Task input.

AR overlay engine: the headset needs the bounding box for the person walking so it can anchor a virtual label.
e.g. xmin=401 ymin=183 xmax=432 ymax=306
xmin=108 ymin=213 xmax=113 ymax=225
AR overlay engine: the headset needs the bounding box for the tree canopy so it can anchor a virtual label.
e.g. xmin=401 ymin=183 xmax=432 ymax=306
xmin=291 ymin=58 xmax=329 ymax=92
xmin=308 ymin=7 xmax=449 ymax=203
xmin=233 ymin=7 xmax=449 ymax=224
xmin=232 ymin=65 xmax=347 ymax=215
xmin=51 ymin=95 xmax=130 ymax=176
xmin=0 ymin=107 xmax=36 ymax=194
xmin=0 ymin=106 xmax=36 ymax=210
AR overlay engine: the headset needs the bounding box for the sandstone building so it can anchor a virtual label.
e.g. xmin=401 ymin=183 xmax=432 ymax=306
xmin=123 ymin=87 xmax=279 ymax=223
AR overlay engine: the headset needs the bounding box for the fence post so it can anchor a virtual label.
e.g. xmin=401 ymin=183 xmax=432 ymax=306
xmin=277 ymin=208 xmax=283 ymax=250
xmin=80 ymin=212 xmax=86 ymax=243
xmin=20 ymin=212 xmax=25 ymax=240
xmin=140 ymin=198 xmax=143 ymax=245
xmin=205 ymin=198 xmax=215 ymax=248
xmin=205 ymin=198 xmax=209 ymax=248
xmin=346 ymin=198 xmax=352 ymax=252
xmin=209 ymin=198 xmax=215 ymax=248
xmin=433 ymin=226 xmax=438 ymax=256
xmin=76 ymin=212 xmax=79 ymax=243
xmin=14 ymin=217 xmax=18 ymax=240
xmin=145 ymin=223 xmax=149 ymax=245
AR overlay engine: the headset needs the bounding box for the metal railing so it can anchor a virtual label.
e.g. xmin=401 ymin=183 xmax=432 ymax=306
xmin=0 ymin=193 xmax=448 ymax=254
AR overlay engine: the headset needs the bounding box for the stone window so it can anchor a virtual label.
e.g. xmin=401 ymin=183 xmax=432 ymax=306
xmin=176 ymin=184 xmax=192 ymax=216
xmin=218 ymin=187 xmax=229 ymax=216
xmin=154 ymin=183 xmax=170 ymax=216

Try it.
Line for line, set down the listing above again.

Written reply.
AR overlay engine: the headset needs the bounding box for the person walking so it can anchor a virtual label.
e.g. xmin=401 ymin=183 xmax=432 ymax=306
xmin=108 ymin=213 xmax=113 ymax=225
AR overlay engine: the headset needs the bounding box for the tree canopy so it can anchor a virtual label.
e.g. xmin=401 ymin=183 xmax=432 ymax=306
xmin=291 ymin=58 xmax=329 ymax=92
xmin=308 ymin=7 xmax=449 ymax=203
xmin=233 ymin=7 xmax=449 ymax=224
xmin=232 ymin=65 xmax=347 ymax=215
xmin=51 ymin=95 xmax=130 ymax=176
xmin=0 ymin=107 xmax=36 ymax=194
xmin=0 ymin=106 xmax=36 ymax=210
AR overlay engine: the headset needs the bounding box for the sandstone building so it can anchor a virtual label.
e.g. xmin=401 ymin=183 xmax=432 ymax=306
xmin=123 ymin=87 xmax=279 ymax=223
AR overlay engine: the headset needs the bounding box for the fence post so it can anchor a virtual label.
e.g. xmin=401 ymin=183 xmax=432 ymax=306
xmin=277 ymin=208 xmax=283 ymax=250
xmin=80 ymin=212 xmax=86 ymax=243
xmin=20 ymin=212 xmax=25 ymax=240
xmin=140 ymin=198 xmax=143 ymax=245
xmin=205 ymin=198 xmax=215 ymax=248
xmin=205 ymin=198 xmax=209 ymax=248
xmin=346 ymin=198 xmax=352 ymax=252
xmin=209 ymin=198 xmax=215 ymax=248
xmin=433 ymin=226 xmax=438 ymax=256
xmin=76 ymin=212 xmax=79 ymax=243
xmin=14 ymin=217 xmax=18 ymax=240
xmin=145 ymin=223 xmax=149 ymax=245
AR overlay engine: the headset needs the bounding box for the metal railing so it can anchor a virtual label.
e.g. xmin=401 ymin=183 xmax=432 ymax=306
xmin=0 ymin=193 xmax=448 ymax=254
AR overlay engine: the headset needs the bounding box for the stone window so it can anchor a virtual label.
e.g. xmin=401 ymin=183 xmax=432 ymax=306
xmin=176 ymin=184 xmax=192 ymax=216
xmin=218 ymin=187 xmax=229 ymax=216
xmin=154 ymin=183 xmax=170 ymax=216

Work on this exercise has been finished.